ASSIGNED TASK –
The result should be the line with "Can you find the sliding" followed by every remaining line of the entries, each reproduced exactly, with nothing else.

EXCERPTED RECORDS –

'''

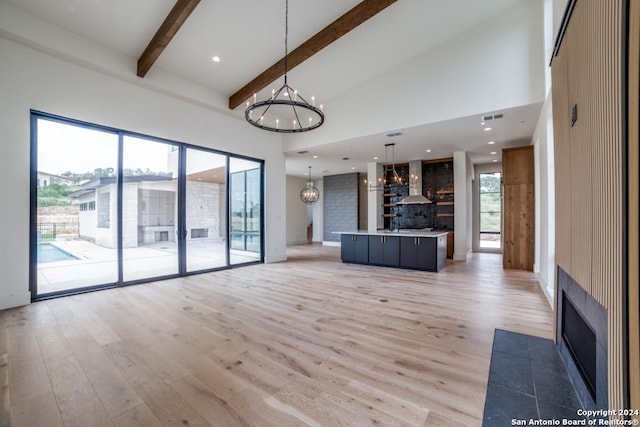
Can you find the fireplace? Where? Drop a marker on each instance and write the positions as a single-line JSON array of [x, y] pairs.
[[582, 341]]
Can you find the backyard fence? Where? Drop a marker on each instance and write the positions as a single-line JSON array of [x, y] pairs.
[[51, 230]]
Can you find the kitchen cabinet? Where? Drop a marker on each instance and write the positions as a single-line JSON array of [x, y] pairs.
[[384, 250], [354, 248], [423, 253]]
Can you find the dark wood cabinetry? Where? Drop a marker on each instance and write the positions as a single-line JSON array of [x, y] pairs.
[[423, 253], [354, 248], [417, 251], [384, 250]]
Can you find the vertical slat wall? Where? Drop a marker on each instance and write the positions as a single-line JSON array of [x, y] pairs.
[[634, 203], [592, 48], [581, 194], [607, 182]]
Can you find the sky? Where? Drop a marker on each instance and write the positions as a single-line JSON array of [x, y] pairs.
[[72, 148], [63, 147]]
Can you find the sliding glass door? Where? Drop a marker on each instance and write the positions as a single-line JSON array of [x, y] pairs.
[[490, 210], [112, 208], [149, 208], [74, 242], [246, 211], [205, 207]]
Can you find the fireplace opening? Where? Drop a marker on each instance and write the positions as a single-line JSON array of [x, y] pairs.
[[581, 342]]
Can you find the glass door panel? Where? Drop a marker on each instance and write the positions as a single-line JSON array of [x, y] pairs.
[[149, 209], [490, 211], [76, 223], [205, 206], [246, 211]]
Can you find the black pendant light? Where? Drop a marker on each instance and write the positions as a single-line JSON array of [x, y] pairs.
[[286, 111], [309, 194]]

'''

FINISHED EXERCISE –
Can you find the sliding glass door? Where? Drop a marker on each instance and write the positions as a single-line JSON array of [x, y] pairs.
[[490, 210], [112, 208], [149, 208], [74, 242], [246, 211], [205, 207]]
Can you find the fireplace opening? Where? Drop a marker on each instance and write the positions as a single-line JSON array of [x, y] pairs.
[[581, 342]]
Can you find the glass door panel? Where? Drop a marker on each instance and write the positions as a single-line JSON array of [x, y] pairs.
[[149, 209], [490, 211], [76, 223], [205, 206], [246, 211]]
Can you find the black pendant light? Where? Drop a marker on each instance and write the positions as a single-line JSON array of [x, y] pairs.
[[286, 111], [309, 194]]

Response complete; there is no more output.